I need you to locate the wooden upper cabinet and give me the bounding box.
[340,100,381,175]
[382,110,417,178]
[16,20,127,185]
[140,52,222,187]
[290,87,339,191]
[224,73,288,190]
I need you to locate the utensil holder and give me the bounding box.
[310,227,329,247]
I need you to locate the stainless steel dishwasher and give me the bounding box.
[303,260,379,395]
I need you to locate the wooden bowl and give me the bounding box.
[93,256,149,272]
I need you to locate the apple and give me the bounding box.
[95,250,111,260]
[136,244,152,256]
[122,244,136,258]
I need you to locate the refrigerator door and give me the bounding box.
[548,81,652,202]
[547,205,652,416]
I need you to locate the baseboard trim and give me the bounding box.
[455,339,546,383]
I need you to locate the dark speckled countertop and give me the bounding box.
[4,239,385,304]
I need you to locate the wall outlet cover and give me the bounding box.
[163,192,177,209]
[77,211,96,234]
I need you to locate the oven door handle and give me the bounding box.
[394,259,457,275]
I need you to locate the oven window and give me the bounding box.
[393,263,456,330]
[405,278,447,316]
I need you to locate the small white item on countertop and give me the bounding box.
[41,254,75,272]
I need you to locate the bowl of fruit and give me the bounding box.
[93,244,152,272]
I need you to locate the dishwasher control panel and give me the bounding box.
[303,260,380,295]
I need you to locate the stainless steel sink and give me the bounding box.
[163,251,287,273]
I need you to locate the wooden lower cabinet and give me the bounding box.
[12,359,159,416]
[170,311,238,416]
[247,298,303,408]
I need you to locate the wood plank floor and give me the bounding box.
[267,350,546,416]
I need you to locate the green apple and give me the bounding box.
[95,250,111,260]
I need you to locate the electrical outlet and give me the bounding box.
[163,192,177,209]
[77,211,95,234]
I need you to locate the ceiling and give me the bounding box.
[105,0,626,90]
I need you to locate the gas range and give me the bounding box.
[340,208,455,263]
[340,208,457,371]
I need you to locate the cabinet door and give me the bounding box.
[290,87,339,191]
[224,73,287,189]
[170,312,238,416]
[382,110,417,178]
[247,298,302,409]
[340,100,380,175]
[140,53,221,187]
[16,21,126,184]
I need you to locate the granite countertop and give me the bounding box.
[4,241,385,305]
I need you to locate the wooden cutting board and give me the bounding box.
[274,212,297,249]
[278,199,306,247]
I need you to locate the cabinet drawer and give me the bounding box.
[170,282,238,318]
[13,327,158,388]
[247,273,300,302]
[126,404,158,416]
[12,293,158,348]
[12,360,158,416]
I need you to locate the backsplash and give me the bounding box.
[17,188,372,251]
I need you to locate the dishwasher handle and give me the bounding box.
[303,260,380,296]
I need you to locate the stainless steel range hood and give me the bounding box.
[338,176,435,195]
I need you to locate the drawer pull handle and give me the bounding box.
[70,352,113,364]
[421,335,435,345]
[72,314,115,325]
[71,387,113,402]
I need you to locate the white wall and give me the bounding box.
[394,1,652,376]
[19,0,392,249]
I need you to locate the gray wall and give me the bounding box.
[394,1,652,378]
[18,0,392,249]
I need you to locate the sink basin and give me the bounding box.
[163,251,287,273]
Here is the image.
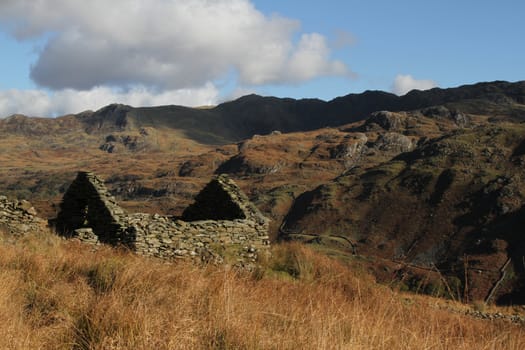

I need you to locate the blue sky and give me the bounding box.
[0,0,525,117]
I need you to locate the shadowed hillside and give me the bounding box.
[0,82,525,303]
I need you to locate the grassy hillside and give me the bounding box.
[0,228,525,350]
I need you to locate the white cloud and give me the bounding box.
[0,0,350,90]
[391,74,438,96]
[0,83,219,118]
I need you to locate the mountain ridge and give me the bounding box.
[4,81,525,144]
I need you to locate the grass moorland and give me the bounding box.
[0,228,525,349]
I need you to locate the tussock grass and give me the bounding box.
[0,230,525,349]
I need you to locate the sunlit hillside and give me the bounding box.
[0,228,525,350]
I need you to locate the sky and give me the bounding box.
[0,0,525,118]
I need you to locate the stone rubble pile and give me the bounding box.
[0,196,47,236]
[52,172,270,267]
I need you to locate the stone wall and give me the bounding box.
[0,196,46,236]
[53,172,269,266]
[51,172,130,244]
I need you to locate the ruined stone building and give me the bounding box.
[51,172,269,264]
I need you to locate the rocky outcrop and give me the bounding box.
[0,196,46,236]
[374,132,414,153]
[53,172,269,267]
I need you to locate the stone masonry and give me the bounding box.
[51,172,269,266]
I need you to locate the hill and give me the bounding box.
[0,82,525,303]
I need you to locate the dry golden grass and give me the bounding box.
[0,230,525,349]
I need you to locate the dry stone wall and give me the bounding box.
[0,196,46,236]
[53,172,269,267]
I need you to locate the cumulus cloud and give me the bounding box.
[0,0,350,90]
[391,74,438,96]
[0,83,219,118]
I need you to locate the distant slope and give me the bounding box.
[0,81,525,144]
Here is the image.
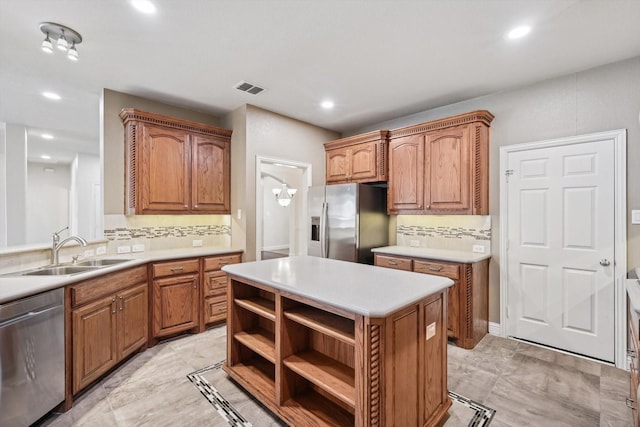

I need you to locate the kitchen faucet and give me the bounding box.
[51,226,87,265]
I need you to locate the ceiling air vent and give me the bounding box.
[234,82,264,95]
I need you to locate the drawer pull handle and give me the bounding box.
[626,397,636,409]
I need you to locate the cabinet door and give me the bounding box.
[137,124,191,213]
[153,274,198,337]
[425,126,471,213]
[326,148,349,184]
[72,297,118,394]
[349,143,378,181]
[117,283,149,359]
[191,135,231,214]
[388,135,424,213]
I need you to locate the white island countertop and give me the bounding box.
[0,247,243,304]
[371,246,491,264]
[222,256,453,317]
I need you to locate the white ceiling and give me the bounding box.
[0,0,640,164]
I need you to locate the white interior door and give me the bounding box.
[507,140,615,362]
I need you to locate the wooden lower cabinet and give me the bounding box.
[201,252,242,330]
[224,276,451,426]
[374,254,489,349]
[151,259,200,338]
[67,267,149,398]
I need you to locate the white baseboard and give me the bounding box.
[489,322,502,337]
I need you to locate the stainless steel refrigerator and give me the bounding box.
[307,184,389,264]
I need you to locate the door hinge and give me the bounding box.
[504,169,513,182]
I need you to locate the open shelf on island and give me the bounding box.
[235,297,276,322]
[233,328,276,363]
[283,351,356,408]
[284,305,355,345]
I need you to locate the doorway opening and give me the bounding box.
[256,156,311,261]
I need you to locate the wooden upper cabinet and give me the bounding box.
[120,108,231,214]
[191,135,231,213]
[387,135,424,211]
[324,131,388,184]
[388,110,493,215]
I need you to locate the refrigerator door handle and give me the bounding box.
[320,203,329,258]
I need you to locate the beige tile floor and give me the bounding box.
[39,327,631,427]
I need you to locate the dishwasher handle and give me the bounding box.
[0,305,62,328]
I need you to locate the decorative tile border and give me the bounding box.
[104,225,231,240]
[396,225,491,241]
[187,360,496,427]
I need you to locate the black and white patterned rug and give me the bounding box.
[187,360,496,427]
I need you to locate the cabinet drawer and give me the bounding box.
[204,254,242,271]
[204,296,227,323]
[375,255,413,271]
[153,259,200,277]
[413,260,460,279]
[204,271,227,297]
[69,266,147,308]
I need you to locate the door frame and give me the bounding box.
[499,129,627,369]
[255,156,313,260]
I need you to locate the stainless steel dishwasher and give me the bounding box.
[0,288,65,427]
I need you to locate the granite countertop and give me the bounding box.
[372,246,491,263]
[0,247,243,304]
[222,256,453,317]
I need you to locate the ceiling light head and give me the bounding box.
[320,100,335,110]
[67,43,78,61]
[40,22,82,61]
[41,33,53,53]
[131,0,156,15]
[42,92,62,101]
[507,25,531,40]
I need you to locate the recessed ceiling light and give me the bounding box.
[42,92,62,101]
[320,101,335,110]
[507,25,531,39]
[131,0,156,15]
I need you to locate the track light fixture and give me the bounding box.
[40,22,82,61]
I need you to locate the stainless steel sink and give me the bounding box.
[20,265,100,276]
[75,259,131,267]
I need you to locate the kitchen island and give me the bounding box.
[223,256,453,426]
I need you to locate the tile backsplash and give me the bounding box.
[104,215,231,252]
[396,215,491,253]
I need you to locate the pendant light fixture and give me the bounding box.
[271,183,298,207]
[40,22,82,61]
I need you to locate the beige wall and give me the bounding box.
[345,57,640,322]
[224,105,340,261]
[102,89,221,215]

* * * * *

#### [The task]
Switch "rubble" to "debris" in the items starting at the line containing "I need you to locate the sunlit" and ending at the line containing "[51,172,269,264]", then give back only those lines with everything else left as is.

#### [Solution to the exercise]
I need you to locate the sunlit hillside and give me the bounding box.
[0,228,525,350]
I need you to locate the sky and give me the bounding box.
[0,0,525,118]
I need you to locate the stone debris pile and give me the bounding box.
[0,196,47,236]
[52,172,270,267]
I need you to locate the stone wall and give me the bounding box.
[0,196,46,236]
[53,172,269,266]
[51,172,130,244]
I need you to locate the ruined stone building and give me the bounding box.
[51,172,269,264]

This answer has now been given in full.